Задания
[A] Объясните по тексту о ритме стиха, почему в цитате из статьи Аверинцева «Евгений Онегин» служит примером соответствия формы и содержания как соответствия контраста.
[B] Продолжите текст о ритме стиха, начав сразу после последнего приведенного предложения.

Источник
━━━

Стихи настолько совершенны, что читатель остается не только с парадоксом отчаяния, с виду богоборческим, но и с музыкой в душе, с чувством прикосновения к инобытию, а еще и с недоумением перед мыслью поэта и перед этой гоморрской жизнью, какую все мы знаем и какой живем.

Да, все дело в ритмах, в музыке стиха. По этому поводу не могу не вспомнить высококлассную статью С.С. Аверинцева «Ритм как теодицея»: «...Литературная теория и литературная критика любили рассуждать о соответствии формы и содержания в классической литературе. Пора поговорить о том, что это соответствие контраста. В “Евгении Онегине” всячески тематизируется настроение, достаточно близкое к отчаянию; и притом весь роман <…> развертывается как причудливо непринужденная causerie автора с читателем, принципиально начинающаяся ни с чего и заканчивающаяся ничем. Однако онегинская строфа принадлежит к числу самых строгих, самых сложных и музыкально-упорядоченных строф. Какие ужасы встают перед нами, когда мы свежими глазами читаем, скажем, 2-ю песнь “Энеиды”, прямо-таки предвосхищающую макаберные темы эпохи мировых войн; но движение вергилиевских гекзаметров дает контрастный противовес неприкрашенным кошмарам.

━━━

Имеющиеся данные
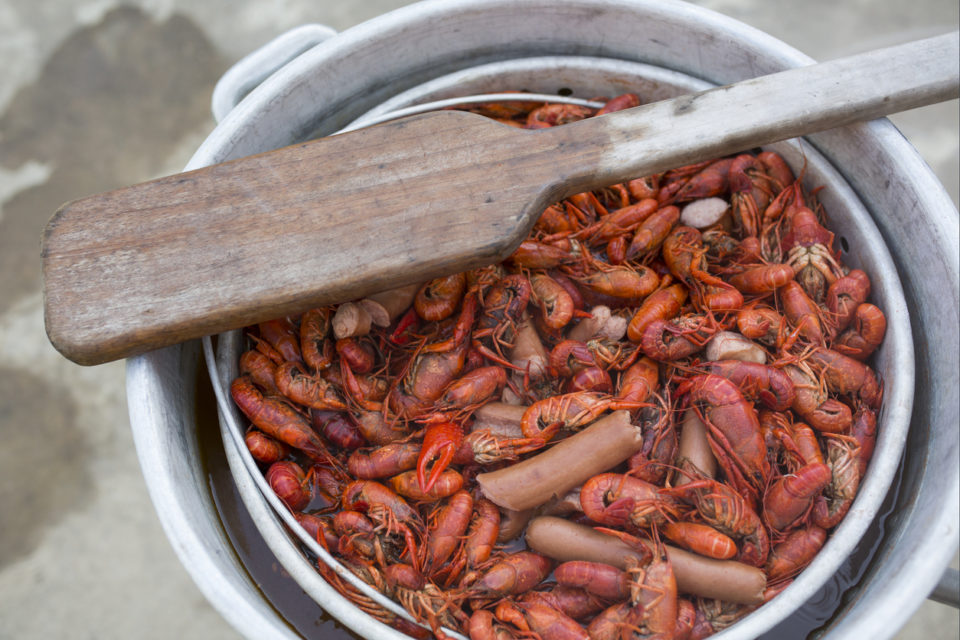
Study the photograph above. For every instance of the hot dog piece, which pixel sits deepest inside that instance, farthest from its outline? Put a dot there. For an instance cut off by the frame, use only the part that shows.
(694, 448)
(527, 484)
(696, 575)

━━━

Ответы к заданиям
[A] В романе тематизируется настроение, близкое к отчаянию. Роман развертывается как непринужденная беседа автора с читателем, которая начинается ни с чего и заканчивается ничем. При этом онегинская строфа относится к самым строгим, сложным и музыкально упорядоченным строфам.

[B]
Так называемая форма существует не для того, чтобы вмещать так называемое содержание, как сосуд вмещает содержимое, и не для того, чтобы отражать его, как зеркало отражает предмет. “Форма” контрапунктически спорит с “содержанием”, дает ему противовес, в самом своем принципе содержательный; ибо “содержание” – это каждый раз человеческая жизнь, а “форма” – напоминание обо “всем”, об “универсуме”, о “Божьем мире”; “содержание” – это человеческий голос, а “форма” – все время наличный органный фон для этого голоса, “музыка сфер”. <…>

Честно говоря, если я вижу в чем религиозную ценность пушкинской поэзии, так уж не столько в учтивом ответе владыке Филарету или в переложении преп. Ефрема Сирина, сколько в неуклонной верности контрапункту, в котором человеческому голосу, говорящему свое, страстное, недоброе, нестройное, отвечает что-то вроде хора сил небесных – через строфику, через отрешенную стройность ритма. Старые поэты – всё больше грешники, но вящий грех и притом непроходимая глупость – пытаться словить их поэзию на слове, потому что в ней-то всегда есть не только слово, но и тайный, потому что метасловесный, музыкальный ответ на слово; кто имеет уши, пусть слышит этот ответ, а кто не имеет, пусть воздерживается от чтения стихов»[1].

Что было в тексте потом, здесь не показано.